__Work to complete__.
a. In the mailing-list post on template type deduction and specialization, what had the author misread the documentation rule to mean?
b. Continue the mailing-list post on template type deduction and specialization, picking up after its final sentence.
── Source excerpt ──
Template type deduction and specialization

Steven Schveighoffer via Digitalmars-d-learn digitalmars-d-learn at puremagic.com
Thu May 21 07:39:22 PDT 2015


On 5/21/15 10:15 AM, Daniel Kozák via Digitalmars-d-learn wrote:

> import std.stdio;
>
> void f(T:T*)(T* t)
> {
>      writeln("before change this is not called");
> }
>
> void f(T)(T t)
> {
>      writeln("before change this is called");
> }
>
>
> void main() {
>      int val;
>      f(&val);
>      f!(int*)(&val);
> }
>
> now it prints:
> before change this is called
> before change this is not called
>
> but if we make change as you suggest this will be print:
>
> before change this is not called
> before change this is not called
>

Ugh, that was not what my reading of the docs seemed to suggest:

"Function template type parameters that are to be implicitly deduced may 
not have specializations"

I misread that to mean *templates* that have specializations cannot be 
used for IFTI. Now I see that the rule is talking not about templates 
but *template type parameters*.
───
── Data section ──
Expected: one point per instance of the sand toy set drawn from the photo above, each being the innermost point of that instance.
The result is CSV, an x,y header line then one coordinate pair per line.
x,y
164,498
───
__Responses to the tasks__.
a. That templates that have specializations cannot be used for IFTI.

b.
But the more I look at this, the more I think this is a bad code smell. 
I can't see any logical reason to do something different with an 
implicit deduction vs. an explicit call. Especially in the face of other 
code that Can anyone come up a valid use case for this? Even one that is 
a hack?

I'll note that if you replace the specialization with:

f(T : int *)(T t)

it calls the specialized version twice. Clearly, the rule is not 
properly described or not properly implemented.

I would like to hear from Walter on this, what are the thoughts behind 
this rule?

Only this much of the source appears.